── Extract
I remarked on this oddity of perfectionism to my parents, who quickly informed me that I was the exact same way as a child.  Not for the first time, I thought about the many traits we have in common.  If I’m honest (and what would be the point of this blog if I’m not?) I still shy away from things that are difficult for me, and spend too much time on things I enjoy being able to do.  I guess the only difference is that these days I know I have to do things I’d rather not.

Of course, I’m doing all I can to encourage this new found love of beads.  Grandma and I went shopping last week to the craft store, which was a bold move with Little Miss Touch in tow.  We chose a variety of beads, some regular beads, and some that came in jewelry-making sets.  I sent all but the largest beads back with Grandma to give to her for her birthday or Christmas.  I’m scared of getting her frustrated by progressing too quickly and destroying her enthusiasm.  I needn’t have worried, because she is threading those beads with ease, I don’t need to help in any way.

Yesterday she came to me and asked if she could make a necklace.  I was all for it, especially as I was making dinner at the time and an occupied Pudding means less trouble for me.  She sat down, and diligently strung several beads on her string.  It took her about 15 minutes of concentrated effort to complete her task.  It is the longest I’ve ever seen her focus on an activity, and the fact that she was working those little fingers?  All the better.  I marveled at the effort she put into what is a difficult and frustrating task for her.
────
── Entries supplied
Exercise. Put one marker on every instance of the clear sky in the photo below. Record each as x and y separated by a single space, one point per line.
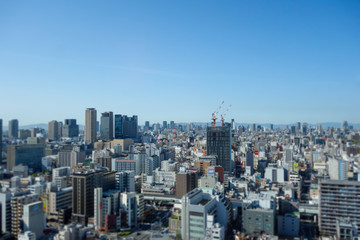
274 61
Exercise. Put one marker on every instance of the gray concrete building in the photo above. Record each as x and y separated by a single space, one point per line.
218 143
13 128
53 130
26 154
90 125
107 126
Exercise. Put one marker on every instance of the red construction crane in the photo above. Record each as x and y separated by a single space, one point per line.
214 114
224 114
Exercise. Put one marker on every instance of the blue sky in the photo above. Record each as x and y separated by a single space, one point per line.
274 61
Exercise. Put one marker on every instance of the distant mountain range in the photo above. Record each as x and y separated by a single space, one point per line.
323 124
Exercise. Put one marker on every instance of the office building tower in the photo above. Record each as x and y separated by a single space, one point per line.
17 210
126 127
70 128
28 235
130 125
304 128
118 132
90 125
129 206
276 174
34 218
185 182
53 130
218 143
120 165
201 212
34 131
338 168
84 183
233 127
24 134
26 154
98 211
293 130
338 199
147 126
64 158
107 126
60 127
250 160
345 126
346 229
13 128
125 181
0 139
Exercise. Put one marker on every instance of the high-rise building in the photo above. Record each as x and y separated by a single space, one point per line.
118 133
53 128
98 211
147 126
172 124
129 205
338 199
338 168
126 127
107 126
164 124
70 129
90 125
84 184
125 181
13 128
0 139
218 143
26 154
185 182
17 210
200 211
34 218
60 126
233 127
130 125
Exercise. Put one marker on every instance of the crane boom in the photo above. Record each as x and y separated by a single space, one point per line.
224 114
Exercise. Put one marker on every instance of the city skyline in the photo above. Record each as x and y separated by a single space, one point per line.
276 62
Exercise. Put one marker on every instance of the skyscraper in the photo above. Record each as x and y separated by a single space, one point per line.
147 126
185 182
126 127
70 128
164 124
26 154
98 211
172 124
118 126
13 128
0 139
90 125
84 184
53 128
107 126
218 142
130 126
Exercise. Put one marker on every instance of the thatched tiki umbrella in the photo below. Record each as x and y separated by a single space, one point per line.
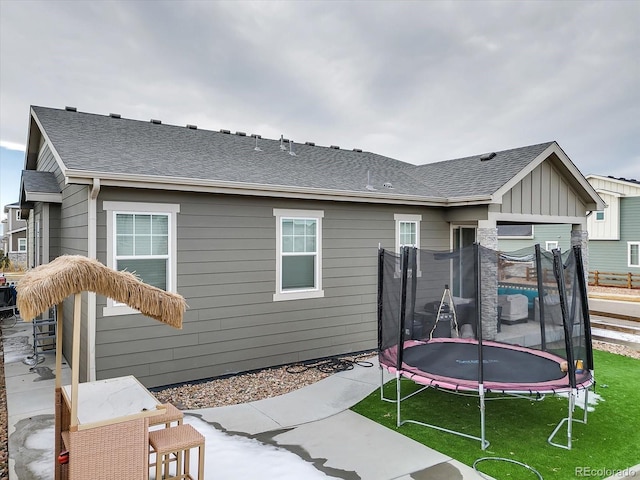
48 285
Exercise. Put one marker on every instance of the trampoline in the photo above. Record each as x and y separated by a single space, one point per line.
452 363
412 344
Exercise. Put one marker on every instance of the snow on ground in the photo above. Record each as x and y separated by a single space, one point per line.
227 457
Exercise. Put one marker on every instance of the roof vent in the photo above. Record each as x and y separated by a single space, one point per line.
487 156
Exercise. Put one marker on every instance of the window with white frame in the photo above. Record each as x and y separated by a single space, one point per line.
408 234
634 253
141 238
550 245
407 231
298 254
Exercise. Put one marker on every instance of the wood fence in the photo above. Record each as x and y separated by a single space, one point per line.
613 279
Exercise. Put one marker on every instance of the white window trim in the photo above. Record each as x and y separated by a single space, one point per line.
400 217
317 292
629 264
170 209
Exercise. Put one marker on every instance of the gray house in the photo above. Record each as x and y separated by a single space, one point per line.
272 243
14 235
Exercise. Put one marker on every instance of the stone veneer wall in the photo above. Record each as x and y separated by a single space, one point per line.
488 237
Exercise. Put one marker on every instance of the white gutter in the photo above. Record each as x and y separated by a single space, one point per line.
91 296
263 190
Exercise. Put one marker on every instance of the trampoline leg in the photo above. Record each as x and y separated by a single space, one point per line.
569 420
398 400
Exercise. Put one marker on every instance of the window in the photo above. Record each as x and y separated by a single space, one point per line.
408 235
634 254
407 231
141 238
550 245
515 231
298 254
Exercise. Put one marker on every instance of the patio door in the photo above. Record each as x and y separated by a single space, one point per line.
462 285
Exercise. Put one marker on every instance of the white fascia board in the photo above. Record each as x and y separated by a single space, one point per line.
613 180
534 218
238 188
56 155
609 192
568 164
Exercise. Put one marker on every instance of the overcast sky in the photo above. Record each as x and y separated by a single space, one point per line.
416 81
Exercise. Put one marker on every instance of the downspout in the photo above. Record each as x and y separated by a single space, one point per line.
92 224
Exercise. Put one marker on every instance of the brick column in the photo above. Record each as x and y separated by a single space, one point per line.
488 237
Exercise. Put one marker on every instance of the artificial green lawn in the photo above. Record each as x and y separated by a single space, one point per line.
518 429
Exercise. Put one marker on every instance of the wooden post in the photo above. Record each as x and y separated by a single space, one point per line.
75 361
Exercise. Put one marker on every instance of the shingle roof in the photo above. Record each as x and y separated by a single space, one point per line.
471 176
100 143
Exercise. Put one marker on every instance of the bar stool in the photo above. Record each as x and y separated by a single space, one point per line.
171 415
177 441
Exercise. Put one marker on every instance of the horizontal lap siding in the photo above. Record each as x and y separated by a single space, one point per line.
67 236
612 255
226 272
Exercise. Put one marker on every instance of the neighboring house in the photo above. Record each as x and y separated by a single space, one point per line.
614 232
14 238
273 244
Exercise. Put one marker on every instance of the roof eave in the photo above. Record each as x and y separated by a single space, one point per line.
595 203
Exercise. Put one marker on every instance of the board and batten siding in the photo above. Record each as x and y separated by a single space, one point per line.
611 255
543 191
226 272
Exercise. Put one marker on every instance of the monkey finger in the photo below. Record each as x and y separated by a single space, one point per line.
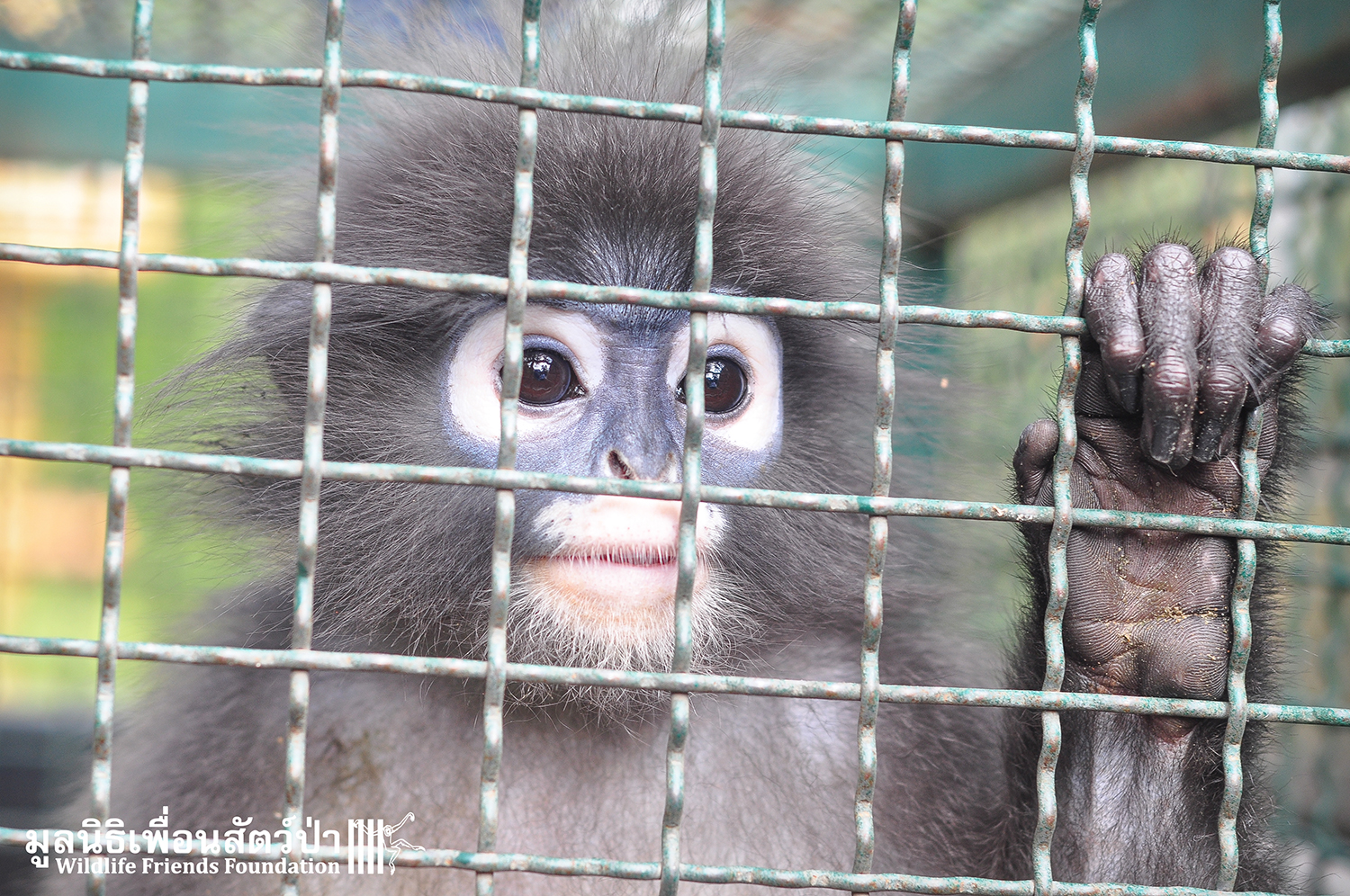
1230 297
1288 320
1112 309
1033 458
1169 309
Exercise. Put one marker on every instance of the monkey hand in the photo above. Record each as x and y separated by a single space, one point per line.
1174 356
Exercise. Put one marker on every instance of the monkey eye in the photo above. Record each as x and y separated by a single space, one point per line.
724 386
547 378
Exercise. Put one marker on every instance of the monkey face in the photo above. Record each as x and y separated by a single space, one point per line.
604 396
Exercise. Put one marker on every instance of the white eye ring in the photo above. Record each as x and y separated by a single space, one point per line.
758 421
472 388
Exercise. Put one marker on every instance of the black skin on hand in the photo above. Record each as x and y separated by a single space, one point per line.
1176 351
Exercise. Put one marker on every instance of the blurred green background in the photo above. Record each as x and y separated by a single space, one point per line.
985 228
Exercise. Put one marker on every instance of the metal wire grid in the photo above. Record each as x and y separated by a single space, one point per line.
518 288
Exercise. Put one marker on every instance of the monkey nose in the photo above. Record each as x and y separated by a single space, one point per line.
618 466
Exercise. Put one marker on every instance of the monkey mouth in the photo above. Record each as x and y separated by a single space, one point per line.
609 579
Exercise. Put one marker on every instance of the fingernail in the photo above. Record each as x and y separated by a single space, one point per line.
1207 443
1128 391
1166 432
────
Exercises to complete
**a.** Copy word for word the part of the passage about the beads between "I remarked on" and "I’d rather not.", inclusive.
**b.** List every sentence in the passage about the beads that contains the word "beads."
The items are separate material from the text that precedes them.

Task responses
**a.**
I remarked on this oddity of perfectionism to my parents, who quickly informed me that I was the exact same way as a child.  Not for the first time, I thought about the many traits we have in common.  If I’m honest (and what would be the point of this blog if I’m not?) I still shy away from things that are difficult for me, and spend too much time on things I enjoy being able to do.  I guess the only difference is that these days I know I have to do things I’d rather not.

**b.**
1. Of course, I’m doing all I can to encourage this new found love of beads.
2. We chose a variety of beads, some regular beads, and some that came in jewelry-making sets.
3. I sent all but the largest beads back with Grandma to give to her for her birthday or Christmas.
4. I needn’t have worried, because she is threading those beads with ease, I don’t need to help in any way.
5. She sat down, and diligently strung several beads on her string.